### What you need to do
Copy out, unchanged, the part of the records that opens with the line containing "Is at least one beige" and closes with the final line of the records.

### Supplied material
============================================================
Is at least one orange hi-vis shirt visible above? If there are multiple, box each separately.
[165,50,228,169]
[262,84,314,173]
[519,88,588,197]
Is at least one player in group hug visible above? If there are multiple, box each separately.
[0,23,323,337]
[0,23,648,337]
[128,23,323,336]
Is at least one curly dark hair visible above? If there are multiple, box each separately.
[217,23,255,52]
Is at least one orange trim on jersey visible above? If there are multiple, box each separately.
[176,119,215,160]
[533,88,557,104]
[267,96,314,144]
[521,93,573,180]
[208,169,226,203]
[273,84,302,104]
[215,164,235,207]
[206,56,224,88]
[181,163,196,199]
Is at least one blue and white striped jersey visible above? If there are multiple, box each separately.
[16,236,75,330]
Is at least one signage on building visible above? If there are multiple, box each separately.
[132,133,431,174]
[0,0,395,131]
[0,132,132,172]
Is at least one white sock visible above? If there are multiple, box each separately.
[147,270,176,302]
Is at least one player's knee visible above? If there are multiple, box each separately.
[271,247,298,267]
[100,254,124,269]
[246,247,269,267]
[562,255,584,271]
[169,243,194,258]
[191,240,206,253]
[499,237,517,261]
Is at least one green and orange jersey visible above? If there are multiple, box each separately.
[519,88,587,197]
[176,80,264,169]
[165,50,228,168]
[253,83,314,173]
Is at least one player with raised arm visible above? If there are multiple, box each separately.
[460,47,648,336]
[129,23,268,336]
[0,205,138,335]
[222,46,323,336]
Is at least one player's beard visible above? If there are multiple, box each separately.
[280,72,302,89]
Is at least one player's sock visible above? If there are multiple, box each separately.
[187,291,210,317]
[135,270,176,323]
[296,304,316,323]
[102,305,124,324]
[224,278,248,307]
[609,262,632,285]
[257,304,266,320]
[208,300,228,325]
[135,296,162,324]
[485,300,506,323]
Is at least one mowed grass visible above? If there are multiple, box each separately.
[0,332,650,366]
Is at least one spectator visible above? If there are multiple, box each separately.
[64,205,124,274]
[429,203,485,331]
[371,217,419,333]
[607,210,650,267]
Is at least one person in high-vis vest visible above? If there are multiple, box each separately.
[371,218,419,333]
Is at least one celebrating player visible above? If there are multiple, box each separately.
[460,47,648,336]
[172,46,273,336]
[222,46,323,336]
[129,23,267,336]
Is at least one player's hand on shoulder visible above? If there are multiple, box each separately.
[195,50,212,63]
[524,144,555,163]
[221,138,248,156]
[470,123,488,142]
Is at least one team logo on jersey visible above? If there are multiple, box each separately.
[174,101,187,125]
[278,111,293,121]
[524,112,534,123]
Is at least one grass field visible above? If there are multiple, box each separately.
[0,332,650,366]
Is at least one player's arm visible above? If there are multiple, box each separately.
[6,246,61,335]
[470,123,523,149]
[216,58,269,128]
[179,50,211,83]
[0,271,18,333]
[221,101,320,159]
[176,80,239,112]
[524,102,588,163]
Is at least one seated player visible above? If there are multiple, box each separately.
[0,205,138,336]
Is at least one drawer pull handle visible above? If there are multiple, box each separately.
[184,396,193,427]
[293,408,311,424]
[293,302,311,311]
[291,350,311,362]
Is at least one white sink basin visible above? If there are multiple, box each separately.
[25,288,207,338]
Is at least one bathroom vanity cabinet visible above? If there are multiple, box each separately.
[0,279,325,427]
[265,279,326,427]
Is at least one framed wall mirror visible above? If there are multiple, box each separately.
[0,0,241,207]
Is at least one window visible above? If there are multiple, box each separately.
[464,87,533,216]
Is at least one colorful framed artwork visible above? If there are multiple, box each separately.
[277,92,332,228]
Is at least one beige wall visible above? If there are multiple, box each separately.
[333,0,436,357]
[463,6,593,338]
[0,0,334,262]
============================================================
### In response
Is at least one beige wall visible above? If there are multiple, box each separately.
[333,0,436,357]
[463,6,593,338]
[0,0,334,262]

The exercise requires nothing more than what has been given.